» Challenge: Only the lines from the one containing "Task: locate the podium" to the end of the records belong in the output; print them exactly.

Pointing records:

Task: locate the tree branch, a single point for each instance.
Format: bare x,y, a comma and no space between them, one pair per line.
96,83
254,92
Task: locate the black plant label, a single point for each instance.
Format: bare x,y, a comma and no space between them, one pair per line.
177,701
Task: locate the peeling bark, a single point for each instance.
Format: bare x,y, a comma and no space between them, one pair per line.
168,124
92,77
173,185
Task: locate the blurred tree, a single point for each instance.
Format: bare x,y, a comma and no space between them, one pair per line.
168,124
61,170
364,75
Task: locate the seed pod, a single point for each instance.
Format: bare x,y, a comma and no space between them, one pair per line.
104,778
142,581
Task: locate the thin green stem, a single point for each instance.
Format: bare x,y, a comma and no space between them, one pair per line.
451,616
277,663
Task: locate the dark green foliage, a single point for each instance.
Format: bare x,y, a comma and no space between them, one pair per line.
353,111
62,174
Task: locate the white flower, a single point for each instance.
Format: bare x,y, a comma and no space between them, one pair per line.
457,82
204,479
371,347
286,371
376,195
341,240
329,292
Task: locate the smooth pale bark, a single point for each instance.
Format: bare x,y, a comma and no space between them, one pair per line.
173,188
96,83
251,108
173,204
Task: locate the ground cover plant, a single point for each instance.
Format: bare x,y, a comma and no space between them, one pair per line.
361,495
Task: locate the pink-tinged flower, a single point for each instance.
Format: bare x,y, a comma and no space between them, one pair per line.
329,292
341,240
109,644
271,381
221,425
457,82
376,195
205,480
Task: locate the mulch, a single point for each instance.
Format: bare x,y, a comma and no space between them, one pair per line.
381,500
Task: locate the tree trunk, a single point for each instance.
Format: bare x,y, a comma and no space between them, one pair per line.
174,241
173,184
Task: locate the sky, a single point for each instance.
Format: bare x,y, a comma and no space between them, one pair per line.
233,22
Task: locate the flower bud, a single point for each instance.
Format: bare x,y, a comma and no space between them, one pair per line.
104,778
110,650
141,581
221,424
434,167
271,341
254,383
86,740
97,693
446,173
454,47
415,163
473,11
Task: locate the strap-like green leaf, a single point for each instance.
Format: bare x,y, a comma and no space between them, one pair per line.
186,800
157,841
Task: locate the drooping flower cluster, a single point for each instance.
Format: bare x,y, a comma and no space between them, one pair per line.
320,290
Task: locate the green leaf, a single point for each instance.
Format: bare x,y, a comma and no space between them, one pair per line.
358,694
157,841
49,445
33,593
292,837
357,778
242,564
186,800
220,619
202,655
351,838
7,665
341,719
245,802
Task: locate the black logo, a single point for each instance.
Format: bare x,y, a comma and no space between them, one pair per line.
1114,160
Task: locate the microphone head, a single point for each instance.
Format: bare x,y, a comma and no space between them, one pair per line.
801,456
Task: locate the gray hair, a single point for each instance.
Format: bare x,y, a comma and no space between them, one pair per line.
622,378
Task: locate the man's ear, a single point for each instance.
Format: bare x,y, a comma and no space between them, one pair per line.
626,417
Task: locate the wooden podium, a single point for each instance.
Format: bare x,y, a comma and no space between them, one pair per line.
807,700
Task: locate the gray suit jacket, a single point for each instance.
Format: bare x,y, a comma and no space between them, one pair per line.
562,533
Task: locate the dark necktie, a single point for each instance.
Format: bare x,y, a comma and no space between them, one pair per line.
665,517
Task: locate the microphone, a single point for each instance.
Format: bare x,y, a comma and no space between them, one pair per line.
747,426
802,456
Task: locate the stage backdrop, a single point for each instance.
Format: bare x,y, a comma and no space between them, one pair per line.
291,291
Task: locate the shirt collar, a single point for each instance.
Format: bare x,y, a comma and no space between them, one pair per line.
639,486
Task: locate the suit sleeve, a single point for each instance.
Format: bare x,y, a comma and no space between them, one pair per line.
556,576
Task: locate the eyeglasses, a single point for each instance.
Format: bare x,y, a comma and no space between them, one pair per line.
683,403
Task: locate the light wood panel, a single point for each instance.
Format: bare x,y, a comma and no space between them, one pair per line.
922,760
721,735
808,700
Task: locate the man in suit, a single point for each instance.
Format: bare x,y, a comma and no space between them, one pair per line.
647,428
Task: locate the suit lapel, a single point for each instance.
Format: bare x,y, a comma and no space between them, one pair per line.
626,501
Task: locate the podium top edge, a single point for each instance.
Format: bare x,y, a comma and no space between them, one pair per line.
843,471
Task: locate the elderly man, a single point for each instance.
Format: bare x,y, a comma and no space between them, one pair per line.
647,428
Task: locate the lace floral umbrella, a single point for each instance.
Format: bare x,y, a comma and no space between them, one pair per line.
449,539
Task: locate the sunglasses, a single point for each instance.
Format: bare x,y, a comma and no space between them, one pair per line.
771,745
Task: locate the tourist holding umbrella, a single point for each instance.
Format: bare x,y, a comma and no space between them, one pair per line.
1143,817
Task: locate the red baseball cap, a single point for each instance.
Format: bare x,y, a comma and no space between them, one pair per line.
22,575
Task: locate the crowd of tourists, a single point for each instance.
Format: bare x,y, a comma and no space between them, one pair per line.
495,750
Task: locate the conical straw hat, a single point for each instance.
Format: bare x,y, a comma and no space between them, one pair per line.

» Solution to this exercise:
Task: locate the podium top edge, a single point for each instance.
Format: bare x,y, a comma and no space between them, one pair per line.
843,471
Task: locate the elderly man, a single point for each instance.
Format: bare x,y, a comma and no space between them, one pair per line.
647,428
Task: locate the lace floral umbrella, a single point for each instance.
Format: bare x,y, a comma and no space between them, one pair per line.
449,539
Task: locate the sunglasses, a single point for each instance.
Format: bare x,y, a comma and no space between them, one pair per line.
771,745
Task: locate the tourist holding umbrella, a single point for each instance.
Format: bare x,y, a comma and no space between them, one pair per line.
1143,817
Task: locate the red baseball cap, a single point for each instance.
Format: bare x,y, a comma and no space between them, one pair per line.
22,575
Task: locate the crowd of tourists, a single point for each instance.
Format: bare x,y, a comma and no space between them, one pair per line.
495,750
Task: locate the conical straw hat, a single point for each instance.
Format: bare x,y, a comma and no space between them, one pair per line.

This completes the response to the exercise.